*TASK DIRECTIONS*.
Rewrite the records from the line with "Put a dot on the fingernail, one" through the end of the records, replacing "Put a dot on" with "Place a point on" and leaving everything else unchanged.

*MATERIAL PROVIDED*.
--------------------
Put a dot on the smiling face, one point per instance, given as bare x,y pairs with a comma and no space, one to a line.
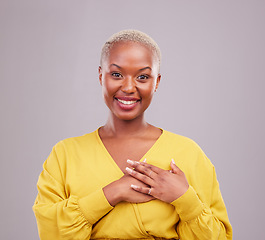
129,76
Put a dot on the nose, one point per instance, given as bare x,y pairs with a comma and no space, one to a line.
128,85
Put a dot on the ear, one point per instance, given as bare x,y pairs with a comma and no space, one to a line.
100,75
157,81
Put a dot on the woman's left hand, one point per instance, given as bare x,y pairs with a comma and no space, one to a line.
165,185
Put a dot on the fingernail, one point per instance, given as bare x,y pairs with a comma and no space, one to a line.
128,170
130,161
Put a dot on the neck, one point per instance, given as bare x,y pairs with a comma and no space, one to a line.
117,127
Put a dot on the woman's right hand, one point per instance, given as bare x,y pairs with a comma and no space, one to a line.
121,191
--------------------
*RESULT OF THE TASK*.
Place a point on the fingernail, one point per instance, given as bare x,y pairs with a comma and no space, one to a line.
128,170
130,161
Place a point on the neck, one point per instance, given as bare x,y pairs with a comma and no space, one to a line.
117,127
Place a point on the woman's right hand, one point per instance, given as bare x,y pairs with a comma and no space, one to a line.
121,191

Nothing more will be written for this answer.